— start of RECORDS TO PROCESS —

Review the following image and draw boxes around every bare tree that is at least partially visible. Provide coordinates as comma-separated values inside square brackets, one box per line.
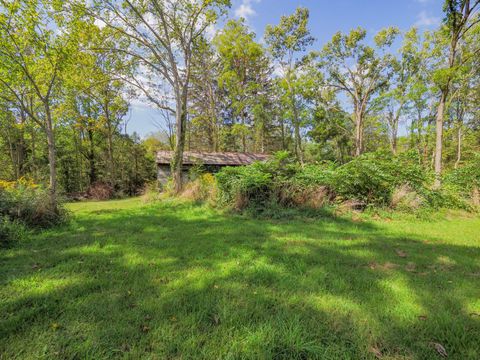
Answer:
[88, 0, 230, 192]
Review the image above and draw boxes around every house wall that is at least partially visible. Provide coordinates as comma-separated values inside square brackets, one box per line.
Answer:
[157, 164, 190, 185]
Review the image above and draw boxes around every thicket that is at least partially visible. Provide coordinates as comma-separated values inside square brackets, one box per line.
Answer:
[216, 151, 480, 212]
[0, 179, 68, 246]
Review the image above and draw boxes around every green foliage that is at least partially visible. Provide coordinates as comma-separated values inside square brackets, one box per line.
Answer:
[444, 153, 480, 198]
[0, 199, 480, 360]
[0, 215, 26, 248]
[216, 151, 469, 213]
[0, 181, 68, 228]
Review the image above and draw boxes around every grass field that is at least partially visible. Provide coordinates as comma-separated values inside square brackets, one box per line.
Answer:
[0, 199, 480, 359]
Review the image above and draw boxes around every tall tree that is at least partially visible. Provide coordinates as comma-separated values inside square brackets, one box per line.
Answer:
[265, 7, 315, 163]
[435, 0, 480, 188]
[93, 0, 230, 192]
[214, 19, 268, 152]
[319, 28, 398, 156]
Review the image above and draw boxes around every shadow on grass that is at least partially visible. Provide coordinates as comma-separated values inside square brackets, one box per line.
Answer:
[0, 204, 480, 359]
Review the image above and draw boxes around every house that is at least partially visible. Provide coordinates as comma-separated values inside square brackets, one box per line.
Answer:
[157, 151, 269, 184]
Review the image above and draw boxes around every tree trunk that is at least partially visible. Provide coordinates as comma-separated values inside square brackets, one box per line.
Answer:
[391, 130, 397, 155]
[87, 129, 97, 185]
[172, 92, 187, 194]
[434, 90, 448, 189]
[455, 124, 462, 169]
[355, 110, 363, 156]
[45, 103, 57, 211]
[290, 89, 303, 165]
[105, 103, 116, 188]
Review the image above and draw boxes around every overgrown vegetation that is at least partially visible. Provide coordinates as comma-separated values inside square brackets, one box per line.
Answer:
[216, 152, 480, 215]
[0, 179, 68, 245]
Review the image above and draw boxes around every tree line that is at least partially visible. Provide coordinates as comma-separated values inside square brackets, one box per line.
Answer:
[0, 0, 480, 202]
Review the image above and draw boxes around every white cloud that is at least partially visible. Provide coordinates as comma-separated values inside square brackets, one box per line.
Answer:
[235, 0, 260, 20]
[415, 10, 440, 26]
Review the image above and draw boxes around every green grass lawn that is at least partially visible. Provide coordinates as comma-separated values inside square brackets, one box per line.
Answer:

— end of RECORDS TO PROCESS —

* [WORK REQUIRED]: Express as a numbered list the lines of the items, beginning with the line containing "Review the image above and draw boxes around every house that" and continuing through the line containing "[105, 103, 116, 188]", leaving out any blank lines.

* [RESPONSE TO THE EXERCISE]:
1. Review the image above and draw boxes around every house that is at least partially visible. Provide coordinates as comma-separated values inside square brackets, one box per line.
2. Answer:
3. [157, 151, 269, 184]
4. Review the image above and draw boxes around every tree trunk that is at least partially visible. Provide coordinates as comma-separated values inside square brackets, one box per line.
5. Answer:
6. [391, 130, 397, 155]
7. [87, 129, 97, 185]
8. [172, 92, 187, 194]
9. [434, 90, 448, 189]
10. [455, 124, 462, 169]
11. [355, 110, 363, 156]
12. [45, 103, 57, 211]
13. [290, 89, 303, 165]
14. [105, 103, 116, 188]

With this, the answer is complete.